### Dados fornecidos
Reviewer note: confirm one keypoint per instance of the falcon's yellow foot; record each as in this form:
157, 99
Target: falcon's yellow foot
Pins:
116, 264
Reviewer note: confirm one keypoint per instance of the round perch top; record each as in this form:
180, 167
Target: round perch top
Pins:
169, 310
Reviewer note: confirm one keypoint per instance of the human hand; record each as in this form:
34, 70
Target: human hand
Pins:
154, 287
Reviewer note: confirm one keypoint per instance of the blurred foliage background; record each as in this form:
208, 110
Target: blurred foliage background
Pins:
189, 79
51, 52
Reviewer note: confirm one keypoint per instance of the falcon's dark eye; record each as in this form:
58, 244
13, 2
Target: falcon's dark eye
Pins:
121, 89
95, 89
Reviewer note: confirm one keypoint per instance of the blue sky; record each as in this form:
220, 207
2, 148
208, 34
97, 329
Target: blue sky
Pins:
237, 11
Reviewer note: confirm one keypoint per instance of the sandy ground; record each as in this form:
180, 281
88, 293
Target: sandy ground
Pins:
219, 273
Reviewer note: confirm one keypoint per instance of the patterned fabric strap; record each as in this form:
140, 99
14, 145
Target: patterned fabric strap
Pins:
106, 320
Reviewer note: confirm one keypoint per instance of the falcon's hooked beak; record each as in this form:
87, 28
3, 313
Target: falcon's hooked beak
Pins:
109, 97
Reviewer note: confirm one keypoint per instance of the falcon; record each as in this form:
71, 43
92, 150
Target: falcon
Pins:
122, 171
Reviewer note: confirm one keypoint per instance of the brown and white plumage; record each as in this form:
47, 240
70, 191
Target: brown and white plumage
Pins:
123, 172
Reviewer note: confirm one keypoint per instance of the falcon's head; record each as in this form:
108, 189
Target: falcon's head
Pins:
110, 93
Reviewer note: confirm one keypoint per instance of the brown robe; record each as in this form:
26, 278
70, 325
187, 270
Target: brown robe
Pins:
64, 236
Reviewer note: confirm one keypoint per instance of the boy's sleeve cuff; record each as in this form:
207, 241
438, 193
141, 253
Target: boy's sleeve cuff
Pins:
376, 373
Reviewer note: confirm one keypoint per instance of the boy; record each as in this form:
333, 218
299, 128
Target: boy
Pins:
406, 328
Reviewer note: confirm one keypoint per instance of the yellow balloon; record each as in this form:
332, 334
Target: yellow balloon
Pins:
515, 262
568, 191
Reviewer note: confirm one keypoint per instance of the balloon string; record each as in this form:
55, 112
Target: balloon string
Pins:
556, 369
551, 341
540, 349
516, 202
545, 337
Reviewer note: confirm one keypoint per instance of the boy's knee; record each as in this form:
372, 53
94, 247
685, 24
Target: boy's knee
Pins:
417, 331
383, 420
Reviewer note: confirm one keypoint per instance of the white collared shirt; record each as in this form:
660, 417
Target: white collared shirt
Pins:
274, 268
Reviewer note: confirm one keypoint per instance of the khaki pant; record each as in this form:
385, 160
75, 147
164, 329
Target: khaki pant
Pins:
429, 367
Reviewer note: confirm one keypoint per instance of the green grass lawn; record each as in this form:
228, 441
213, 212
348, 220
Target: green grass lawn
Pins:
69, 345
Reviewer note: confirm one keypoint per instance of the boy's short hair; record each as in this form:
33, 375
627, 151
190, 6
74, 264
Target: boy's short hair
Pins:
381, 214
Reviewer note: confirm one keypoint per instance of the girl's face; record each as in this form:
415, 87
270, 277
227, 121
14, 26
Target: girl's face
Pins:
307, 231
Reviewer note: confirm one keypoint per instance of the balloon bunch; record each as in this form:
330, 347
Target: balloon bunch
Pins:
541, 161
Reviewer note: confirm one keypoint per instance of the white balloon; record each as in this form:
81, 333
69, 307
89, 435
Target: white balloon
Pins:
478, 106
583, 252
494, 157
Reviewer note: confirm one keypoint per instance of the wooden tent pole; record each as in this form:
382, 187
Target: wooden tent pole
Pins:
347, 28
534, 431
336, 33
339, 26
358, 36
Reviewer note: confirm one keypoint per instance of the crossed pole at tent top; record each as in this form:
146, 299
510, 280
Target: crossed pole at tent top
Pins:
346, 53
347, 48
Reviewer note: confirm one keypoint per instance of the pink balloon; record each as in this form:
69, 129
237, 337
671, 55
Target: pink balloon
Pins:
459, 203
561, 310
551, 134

### O que produzir
Redigite, sem nenhuma alteração, tudo o que vai da linha que contém "Reviewer note: confirm one keypoint per instance of the green" até o fim do material, incluindo as duas pontas.

### Resposta à tarefa
Reviewer note: confirm one keypoint per instance of the green grass lawn; record each as in this form:
228, 441
213, 212
348, 220
Target: green grass lawn
Pins:
69, 345
Reviewer note: confirm one keypoint per instance of the boy's short hair; record each as in this form:
33, 375
627, 151
190, 6
74, 264
Target: boy's short hair
Pins:
381, 214
Reviewer note: confirm one keypoint per instance of the girl's face; record each as in this form:
415, 87
270, 277
227, 121
14, 26
Target: girl's face
Pins:
307, 231
Reviewer note: confirm one keypoint per instance of the balloon bunch; record each as in this form:
330, 347
Target: balloon bunch
Pins:
541, 161
Reviewer note: confirm one keypoint per instance of the white balloon; record each as in this form:
81, 333
69, 307
89, 435
Target: white balloon
Pins:
478, 106
583, 252
494, 157
Reviewer note: confirm one keypoint per instance of the wooden tent pole; record each as in this form:
382, 187
Target: wooden tent pole
Pins:
347, 28
534, 431
336, 33
339, 26
358, 36
Reviewer note: confirm one keypoint per instance of the crossed pole at tent top; record each as in this form:
146, 299
510, 280
Target: crossed pole at tent top
Pins:
346, 53
347, 48
Reviewer note: confirm one keypoint per instance of the pink balloon; record each as in this form:
69, 129
237, 337
671, 55
Target: pink balloon
Pins:
459, 203
561, 310
551, 134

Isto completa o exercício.